*Exercise data:*
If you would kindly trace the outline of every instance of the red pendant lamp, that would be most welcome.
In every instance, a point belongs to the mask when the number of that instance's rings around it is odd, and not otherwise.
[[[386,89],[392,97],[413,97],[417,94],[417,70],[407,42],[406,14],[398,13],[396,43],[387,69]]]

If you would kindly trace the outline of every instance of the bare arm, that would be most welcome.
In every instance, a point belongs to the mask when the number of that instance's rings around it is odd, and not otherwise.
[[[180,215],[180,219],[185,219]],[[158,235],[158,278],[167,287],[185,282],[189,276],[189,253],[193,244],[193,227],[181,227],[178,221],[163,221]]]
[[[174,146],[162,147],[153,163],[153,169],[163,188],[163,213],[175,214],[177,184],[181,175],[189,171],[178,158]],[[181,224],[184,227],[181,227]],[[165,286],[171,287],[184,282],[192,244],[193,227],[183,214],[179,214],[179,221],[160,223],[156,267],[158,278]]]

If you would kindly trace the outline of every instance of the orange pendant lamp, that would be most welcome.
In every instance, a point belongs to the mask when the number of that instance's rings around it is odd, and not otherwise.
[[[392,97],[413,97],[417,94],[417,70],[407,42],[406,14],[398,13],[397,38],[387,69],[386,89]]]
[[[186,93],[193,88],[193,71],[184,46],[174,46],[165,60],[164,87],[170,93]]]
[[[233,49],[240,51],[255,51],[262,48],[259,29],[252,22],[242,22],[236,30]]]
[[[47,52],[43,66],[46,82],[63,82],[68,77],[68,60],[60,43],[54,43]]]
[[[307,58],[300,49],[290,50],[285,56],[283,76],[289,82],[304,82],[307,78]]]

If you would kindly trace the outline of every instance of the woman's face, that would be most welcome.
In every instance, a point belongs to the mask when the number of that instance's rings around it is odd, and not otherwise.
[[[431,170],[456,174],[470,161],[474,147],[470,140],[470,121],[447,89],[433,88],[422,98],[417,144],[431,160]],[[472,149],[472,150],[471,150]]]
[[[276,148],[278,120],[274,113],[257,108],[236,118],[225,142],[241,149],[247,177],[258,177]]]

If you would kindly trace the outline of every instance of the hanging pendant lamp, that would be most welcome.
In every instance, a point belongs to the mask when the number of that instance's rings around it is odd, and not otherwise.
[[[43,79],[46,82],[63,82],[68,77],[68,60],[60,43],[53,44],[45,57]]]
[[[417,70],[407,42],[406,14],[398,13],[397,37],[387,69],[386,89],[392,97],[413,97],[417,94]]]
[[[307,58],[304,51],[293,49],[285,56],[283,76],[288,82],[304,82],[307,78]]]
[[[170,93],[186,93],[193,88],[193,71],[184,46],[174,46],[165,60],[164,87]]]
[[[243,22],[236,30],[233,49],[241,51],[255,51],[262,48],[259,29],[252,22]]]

*Exercise prompt:* If a line comes after the one that contains "arm, that would be most welcome.", leave it out; return every line of the entries up to that point exactly, starting with the first, with that line included.

*Solved exercise:*
If you would kindly trace the outline of every instance of the red pendant lamp, that would be most welcome.
In every instance, a point belongs to the mask when the number of that instance's rings around it is odd, and not otherwise.
[[[386,89],[392,97],[413,97],[417,94],[417,70],[407,42],[406,14],[398,13],[396,43],[387,69]]]

If you would kindly trace the outline of every instance of the bare arm, that would be most welcome.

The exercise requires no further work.